WHAT YOU WILL DO:
Restate word for word each line of the data, starting at the one containing "background foliage -> point" and running through the last.

RECORD EXTRACTS:
* * *

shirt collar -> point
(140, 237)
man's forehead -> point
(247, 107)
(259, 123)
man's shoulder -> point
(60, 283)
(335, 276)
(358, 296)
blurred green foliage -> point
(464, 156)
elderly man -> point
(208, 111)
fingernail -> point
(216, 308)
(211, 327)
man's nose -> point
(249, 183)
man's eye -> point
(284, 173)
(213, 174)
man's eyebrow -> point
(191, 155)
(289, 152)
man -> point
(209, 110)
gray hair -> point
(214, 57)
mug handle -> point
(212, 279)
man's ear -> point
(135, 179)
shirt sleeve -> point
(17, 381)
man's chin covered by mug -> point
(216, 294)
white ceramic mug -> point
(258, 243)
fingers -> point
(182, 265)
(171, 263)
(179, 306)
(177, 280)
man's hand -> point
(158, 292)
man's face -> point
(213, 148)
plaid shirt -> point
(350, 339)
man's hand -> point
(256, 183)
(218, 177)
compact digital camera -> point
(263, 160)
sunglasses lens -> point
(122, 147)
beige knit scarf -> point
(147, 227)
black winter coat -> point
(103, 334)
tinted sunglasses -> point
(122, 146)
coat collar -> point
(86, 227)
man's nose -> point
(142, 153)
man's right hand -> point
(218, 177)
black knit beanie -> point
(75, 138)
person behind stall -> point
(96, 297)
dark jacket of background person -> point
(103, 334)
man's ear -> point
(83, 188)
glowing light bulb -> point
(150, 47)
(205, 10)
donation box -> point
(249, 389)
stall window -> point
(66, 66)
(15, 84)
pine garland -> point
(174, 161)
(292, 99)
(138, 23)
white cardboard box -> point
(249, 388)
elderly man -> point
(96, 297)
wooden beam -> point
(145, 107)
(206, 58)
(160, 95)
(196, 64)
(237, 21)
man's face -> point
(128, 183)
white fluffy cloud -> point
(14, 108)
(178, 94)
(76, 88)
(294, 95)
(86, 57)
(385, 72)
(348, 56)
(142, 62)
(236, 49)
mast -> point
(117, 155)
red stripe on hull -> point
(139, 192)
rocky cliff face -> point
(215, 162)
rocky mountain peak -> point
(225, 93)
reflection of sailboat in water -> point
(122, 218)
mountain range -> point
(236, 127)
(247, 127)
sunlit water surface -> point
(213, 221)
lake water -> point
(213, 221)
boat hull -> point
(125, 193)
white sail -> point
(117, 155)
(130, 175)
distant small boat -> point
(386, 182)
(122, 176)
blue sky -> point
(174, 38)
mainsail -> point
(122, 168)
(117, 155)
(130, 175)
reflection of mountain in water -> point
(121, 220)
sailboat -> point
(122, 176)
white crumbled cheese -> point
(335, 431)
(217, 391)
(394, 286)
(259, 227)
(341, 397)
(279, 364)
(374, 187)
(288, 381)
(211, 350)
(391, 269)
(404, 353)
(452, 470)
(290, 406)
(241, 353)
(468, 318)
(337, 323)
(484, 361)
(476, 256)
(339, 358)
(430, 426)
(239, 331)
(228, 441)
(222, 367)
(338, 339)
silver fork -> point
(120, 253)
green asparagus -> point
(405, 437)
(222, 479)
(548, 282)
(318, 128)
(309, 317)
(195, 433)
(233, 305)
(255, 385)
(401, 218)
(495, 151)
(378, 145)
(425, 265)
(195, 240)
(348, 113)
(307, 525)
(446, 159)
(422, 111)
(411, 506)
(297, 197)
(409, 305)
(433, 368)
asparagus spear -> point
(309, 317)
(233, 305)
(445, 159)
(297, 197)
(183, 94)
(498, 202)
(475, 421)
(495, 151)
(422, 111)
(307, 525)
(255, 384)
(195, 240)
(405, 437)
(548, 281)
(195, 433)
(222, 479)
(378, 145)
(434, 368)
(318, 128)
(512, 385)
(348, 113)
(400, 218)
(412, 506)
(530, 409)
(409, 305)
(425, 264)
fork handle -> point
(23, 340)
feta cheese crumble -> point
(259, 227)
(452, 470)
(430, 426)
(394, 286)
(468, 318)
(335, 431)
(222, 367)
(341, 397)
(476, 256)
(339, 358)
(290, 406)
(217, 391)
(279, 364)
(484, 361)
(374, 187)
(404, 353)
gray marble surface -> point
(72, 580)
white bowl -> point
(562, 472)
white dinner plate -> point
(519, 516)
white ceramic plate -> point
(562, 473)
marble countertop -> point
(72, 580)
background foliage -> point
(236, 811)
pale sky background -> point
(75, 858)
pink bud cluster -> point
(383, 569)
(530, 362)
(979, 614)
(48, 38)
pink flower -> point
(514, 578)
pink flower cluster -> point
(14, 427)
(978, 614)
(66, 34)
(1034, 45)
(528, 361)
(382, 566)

* * *

RESPONSE TO THE EXERCISE:
background foliage -> point
(236, 811)
pale sky background -> point
(75, 858)
pink bud cluster -> point
(383, 569)
(530, 362)
(979, 614)
(48, 38)
pink flower -> point
(514, 578)
pink flower cluster -> point
(14, 427)
(978, 614)
(66, 34)
(1034, 45)
(528, 361)
(382, 566)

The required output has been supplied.